_Extracted records_

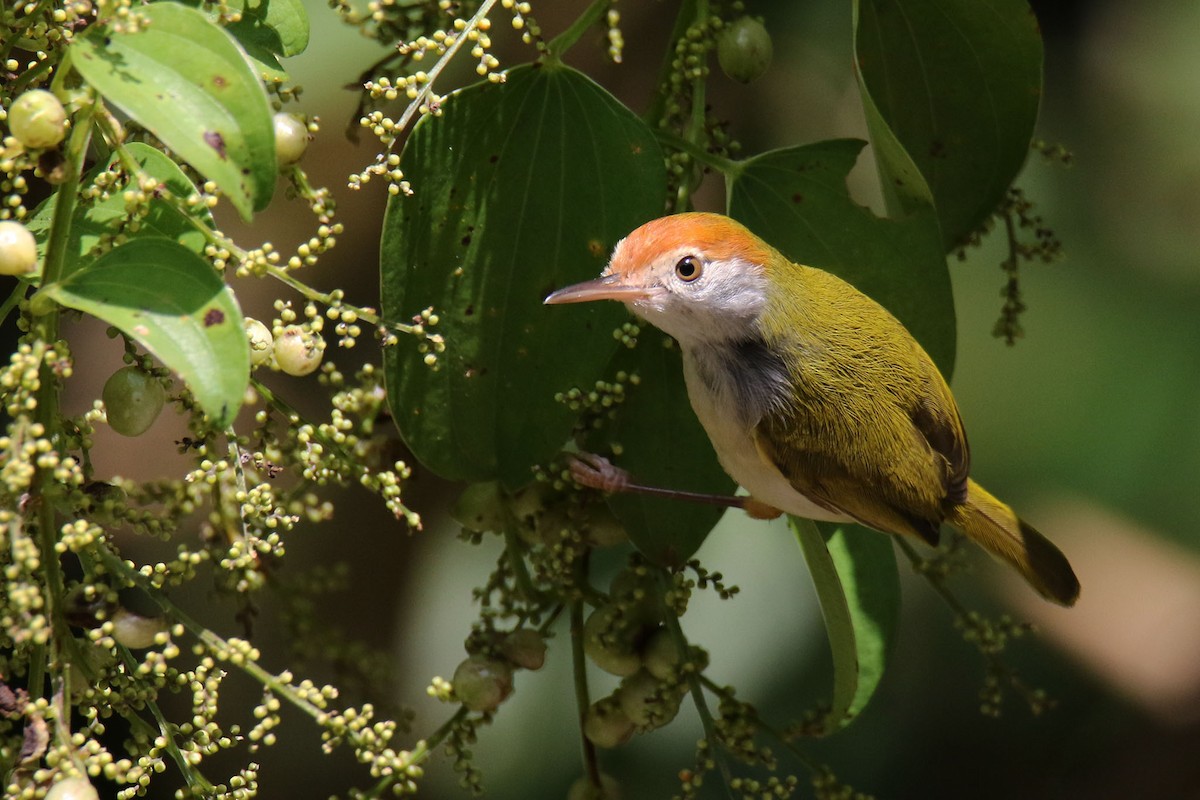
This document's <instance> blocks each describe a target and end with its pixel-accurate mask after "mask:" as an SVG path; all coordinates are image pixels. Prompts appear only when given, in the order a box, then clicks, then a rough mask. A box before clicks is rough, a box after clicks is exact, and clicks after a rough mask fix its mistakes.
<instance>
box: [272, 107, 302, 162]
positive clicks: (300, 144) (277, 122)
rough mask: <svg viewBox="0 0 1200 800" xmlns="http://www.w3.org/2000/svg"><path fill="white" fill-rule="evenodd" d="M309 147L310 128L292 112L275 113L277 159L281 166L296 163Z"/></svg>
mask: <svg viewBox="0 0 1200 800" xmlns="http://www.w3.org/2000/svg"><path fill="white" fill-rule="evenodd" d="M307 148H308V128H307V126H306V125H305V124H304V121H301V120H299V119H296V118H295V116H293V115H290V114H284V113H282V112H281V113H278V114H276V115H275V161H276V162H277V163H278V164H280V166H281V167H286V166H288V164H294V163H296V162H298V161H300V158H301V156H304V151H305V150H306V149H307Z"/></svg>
* * *
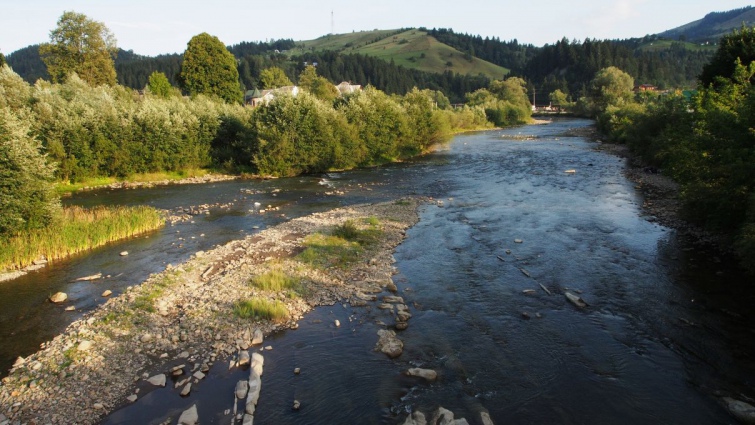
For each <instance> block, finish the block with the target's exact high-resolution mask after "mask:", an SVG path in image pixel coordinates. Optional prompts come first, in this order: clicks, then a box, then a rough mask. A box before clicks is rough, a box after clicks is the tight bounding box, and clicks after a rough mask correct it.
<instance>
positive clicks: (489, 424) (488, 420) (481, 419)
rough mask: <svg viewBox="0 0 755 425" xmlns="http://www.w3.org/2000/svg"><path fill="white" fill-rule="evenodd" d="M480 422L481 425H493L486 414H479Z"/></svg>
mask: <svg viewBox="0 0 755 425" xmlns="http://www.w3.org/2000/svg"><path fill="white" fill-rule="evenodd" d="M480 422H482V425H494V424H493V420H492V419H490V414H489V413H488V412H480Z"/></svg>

_Assigned task_
Give the number of lines in the records that contain the string "coordinates", and write nothing besides that number.

_Task output_
2